Directive =
Continue the passage below about the O(1) OP_IF/NOTIF/ELSE/ENDIF implementation in Bitcoin Script, starting right after its final sentence.

Passage given =
····················

O(1) OP_IF/NOTIF/ELSE/ENDIF script implementation
Bitcoin Script is a stack language. A script consists of data elements that
can be pushed onto the stack, and opcodes which manipulate the stack
elements. See the Bitcoin wiki Script
page for a good description of the
language.
Script allows branching control flow by using the
OP_IF/OP_NOTIF/OP_ELSE/OP_ENDIF opcodes. These branches can
be nested multiple levels.
Script evaluation happens in EvalScript() in src/script/interpreter.cpp. The
evaluation iterates through the script elements (while (pc < pend)) and switches
on what that element is (switch (opcode)).
if/else branching is tracked by a boolean vector vfExec:
When execution encounters an OP_IF or OP_NOTIF opcode (and
therefore descends a level of if/else nesting), a boolean is pushed onto
this vector: true if we’re entering a branch that should be executed and
false for a branch that shouldn’t be executed.

····················

Extracted entries =
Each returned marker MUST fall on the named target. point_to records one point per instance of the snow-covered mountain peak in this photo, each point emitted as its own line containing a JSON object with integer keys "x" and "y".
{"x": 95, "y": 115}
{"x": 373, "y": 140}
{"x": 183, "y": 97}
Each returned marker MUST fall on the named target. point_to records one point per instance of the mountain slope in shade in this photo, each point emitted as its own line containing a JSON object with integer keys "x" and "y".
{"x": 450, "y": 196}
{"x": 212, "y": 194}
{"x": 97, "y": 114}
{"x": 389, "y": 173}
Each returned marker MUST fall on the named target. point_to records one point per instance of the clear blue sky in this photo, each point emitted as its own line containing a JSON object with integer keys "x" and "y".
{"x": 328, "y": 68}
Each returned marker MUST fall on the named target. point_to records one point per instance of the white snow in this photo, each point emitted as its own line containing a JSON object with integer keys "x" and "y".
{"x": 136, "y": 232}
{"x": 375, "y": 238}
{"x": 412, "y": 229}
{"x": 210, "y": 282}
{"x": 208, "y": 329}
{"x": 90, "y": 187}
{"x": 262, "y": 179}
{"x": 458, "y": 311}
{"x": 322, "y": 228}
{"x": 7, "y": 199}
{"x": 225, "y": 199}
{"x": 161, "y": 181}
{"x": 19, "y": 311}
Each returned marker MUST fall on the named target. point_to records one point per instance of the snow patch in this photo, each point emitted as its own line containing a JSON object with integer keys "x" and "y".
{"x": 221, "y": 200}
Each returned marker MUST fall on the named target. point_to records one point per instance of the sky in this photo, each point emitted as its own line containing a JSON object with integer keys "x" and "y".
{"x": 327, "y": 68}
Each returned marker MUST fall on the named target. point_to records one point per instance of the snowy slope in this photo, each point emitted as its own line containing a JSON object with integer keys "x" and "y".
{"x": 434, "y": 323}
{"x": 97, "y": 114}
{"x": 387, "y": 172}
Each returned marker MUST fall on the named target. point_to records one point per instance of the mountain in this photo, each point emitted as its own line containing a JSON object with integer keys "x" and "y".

····················

Task answer =
When execution encounters an OP_ELSE opcode, the topmost boolean
in the vector is flipped.
When execution encounters an OP_ENDIF opcode, the topmost boolean in
the vector is popped off.
At the beginning of the while (pc < pend) loop, we determine whether we’re in
a branch that should be executed by examining the vfExec vector and setting
a fExec boolean: true if all of the elements in the vector are true, and false
otherwise. If fExec is false, then we’re in a branch that shouldn’t be
executed and we continue to the next iteration of the while loop.
This check involves iterating through a vector which is the length of the nested
if branches. The check is done for every element of the script. In the worst case
the time to do all checks grows quadratically. See Sergio Demian Lerner’s
blog
post
for a good description of the problem.
This quadratic behaviour is not currently a problem, since the maximum number of
opcodes that can be included in a script is 201. In the pessimal case, the quadratic
behaviour can be used to construct a block that takes 0.25s to validate. There
are other expensive-to-validate scripts that can be used to construct a block
that takes longer than that to validate.
Tapscript does not have a 201 opcode
limit.
If this behaviour is not fixed before taproot activation, it could therefore
be exploited to construct blocks that are very slow to validate.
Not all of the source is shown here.